Excerpt to read =>
Example that works for me:

import xml.sax
import xml.sax.handler

class PseudoStream(object):
    def read_iterator(self):
        yield '<foo>'
        yield '<bar>'
        for line in open('test.xml'):
            yield line
        yield '</bar>'
        yield '</foo>'

    def __init__(self):
        self.ri = self.read_iterator()

    def read(self, *foo):
        try:
            return self.ri.next()
        except StopIteration:
            return ''

class SAXHandler(xml.sax.handler.ContentHandler):
    def startElement(self, name, attrs):
        print name, attrs

d = xml.sax.parse(PseudoStream(), SAXHandler())
liori
Is `return ''` really the right thing to do on `StopIteration`? How would a client of that code notice the EOF if it only used `read()` then?
Joachim Sauer
One of properties of stream-like objects in python is that a read() call either blocks and returns at least one byte, or in case of EOF, returns empty string. That's how the original file.read method works.
liori
You might want to use this in conjunction with PullDOM - it combines the streaming nature of SAX with the hierarchical nature of DOM.
RichieHindle
`ElementTree.iterparse()` could be used as more convenient alternative to SAX.
Denis Otkidach
+1  A: 

Hi,

The quick and dirty answer would be adding a root element (as String) so it would be a valid XML.

Regards.

ATorras
+1  A: 

Add root element and use SAX, STax or VTD-XML ..

vtd-xml-author
Mr. Zhang - good answer. I've upvoted it.
John Saunders
I linked the meta account with this one, where is the 100 points that you promised?
vtd-xml-author
A: 

xml.parsers.expat -- Fast XML parsing using Expat The xml.parsers.expat module is a Python interface to the Expat non-validating XML parser. The module provides a single extension type, xmlparser, that represents the current state of an XML parser. After an xmlparser object has been created, various attributes of the object can be set to handler functions. When an XML document is then fed to the parser, the handler functions are called for the character data and markup in the XML document.

More info : http://www.python.org/doc/2.5/lib/module-xml.parsers.expat.html

hemanth.hm

Material provided =>

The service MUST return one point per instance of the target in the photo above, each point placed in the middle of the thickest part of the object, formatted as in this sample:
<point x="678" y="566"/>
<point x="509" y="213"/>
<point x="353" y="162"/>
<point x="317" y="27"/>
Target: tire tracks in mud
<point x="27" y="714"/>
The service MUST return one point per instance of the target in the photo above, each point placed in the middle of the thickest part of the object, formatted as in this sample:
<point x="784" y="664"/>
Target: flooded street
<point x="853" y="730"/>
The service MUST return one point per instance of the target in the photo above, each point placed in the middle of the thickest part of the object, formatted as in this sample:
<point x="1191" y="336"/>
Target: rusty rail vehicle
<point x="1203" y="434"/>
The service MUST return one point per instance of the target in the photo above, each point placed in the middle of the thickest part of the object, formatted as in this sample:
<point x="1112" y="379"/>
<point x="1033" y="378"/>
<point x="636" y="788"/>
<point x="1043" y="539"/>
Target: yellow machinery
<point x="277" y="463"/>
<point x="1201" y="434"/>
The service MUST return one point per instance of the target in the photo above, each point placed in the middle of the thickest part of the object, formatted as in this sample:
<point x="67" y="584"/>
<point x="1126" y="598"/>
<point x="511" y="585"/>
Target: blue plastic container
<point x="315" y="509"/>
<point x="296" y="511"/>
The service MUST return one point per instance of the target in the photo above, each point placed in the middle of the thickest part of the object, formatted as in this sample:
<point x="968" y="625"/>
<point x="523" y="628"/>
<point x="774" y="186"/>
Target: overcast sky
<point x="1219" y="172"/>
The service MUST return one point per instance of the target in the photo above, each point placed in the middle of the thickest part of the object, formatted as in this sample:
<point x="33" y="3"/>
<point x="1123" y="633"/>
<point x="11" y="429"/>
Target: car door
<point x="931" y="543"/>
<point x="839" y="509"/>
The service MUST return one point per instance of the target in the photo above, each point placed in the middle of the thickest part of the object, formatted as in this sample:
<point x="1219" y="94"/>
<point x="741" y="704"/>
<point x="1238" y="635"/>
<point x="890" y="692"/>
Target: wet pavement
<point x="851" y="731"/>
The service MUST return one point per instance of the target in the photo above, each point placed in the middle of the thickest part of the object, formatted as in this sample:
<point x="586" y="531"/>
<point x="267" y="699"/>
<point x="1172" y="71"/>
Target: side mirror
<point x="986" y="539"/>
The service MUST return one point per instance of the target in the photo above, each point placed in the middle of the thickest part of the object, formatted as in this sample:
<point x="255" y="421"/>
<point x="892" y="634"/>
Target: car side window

What you should do =>
Retype the passage of the XML parsing thread above from "Joachim Sauer" to "file.read method works.".

Task result =>
Joachim Sauer
One of properties of stream-like objects in python is that a read() call either blocks and returns at least one byte, or in case of EOF, returns empty string. That's how the original file.read method works.